Given entries:
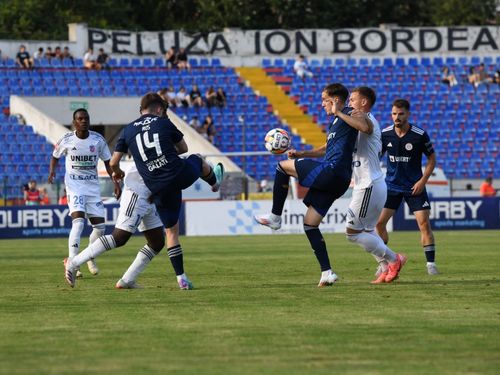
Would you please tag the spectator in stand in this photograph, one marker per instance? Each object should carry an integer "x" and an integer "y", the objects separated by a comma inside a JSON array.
[
  {"x": 23, "y": 58},
  {"x": 482, "y": 75},
  {"x": 44, "y": 197},
  {"x": 32, "y": 196},
  {"x": 221, "y": 98},
  {"x": 163, "y": 94},
  {"x": 63, "y": 200},
  {"x": 182, "y": 59},
  {"x": 486, "y": 189},
  {"x": 472, "y": 76},
  {"x": 89, "y": 59},
  {"x": 49, "y": 54},
  {"x": 182, "y": 98},
  {"x": 38, "y": 54},
  {"x": 448, "y": 77},
  {"x": 102, "y": 60},
  {"x": 195, "y": 96},
  {"x": 66, "y": 54},
  {"x": 301, "y": 68},
  {"x": 58, "y": 53},
  {"x": 171, "y": 58},
  {"x": 211, "y": 97},
  {"x": 207, "y": 129},
  {"x": 195, "y": 123}
]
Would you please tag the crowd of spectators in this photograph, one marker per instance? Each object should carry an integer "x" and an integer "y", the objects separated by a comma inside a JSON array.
[{"x": 177, "y": 58}]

Task prompt: Reproduce every line of text in the records above, leaving out the pictures. Adjust each x and y coordinate by adding -34 to it.

Result for this exercise:
Would you please tag the spectator in stand in this photograph, one marker per instance? Each object should carry an integer "x" and an integer "y", the objects separated by a comma inside a JSON array.
[
  {"x": -11, "y": 24},
  {"x": 448, "y": 41},
  {"x": 10, "y": 163},
  {"x": -2, "y": 162},
  {"x": 187, "y": 64},
  {"x": 129, "y": 60},
  {"x": 29, "y": 166},
  {"x": 148, "y": 25},
  {"x": 452, "y": 155},
  {"x": 438, "y": 42},
  {"x": 55, "y": 25},
  {"x": 15, "y": 20},
  {"x": 148, "y": 64},
  {"x": 4, "y": 20},
  {"x": 414, "y": 43},
  {"x": 68, "y": 26},
  {"x": 161, "y": 62},
  {"x": 32, "y": 20},
  {"x": 267, "y": 34},
  {"x": 24, "y": 19},
  {"x": 137, "y": 24},
  {"x": 177, "y": 63},
  {"x": 173, "y": 95},
  {"x": 161, "y": 89}
]
Would you please tag the crowd of spectators in this photograph, one marker per instance? Each object should carry an integer "x" and an integer "y", the objects separated by a comma inside a JSON array.
[{"x": 143, "y": 24}]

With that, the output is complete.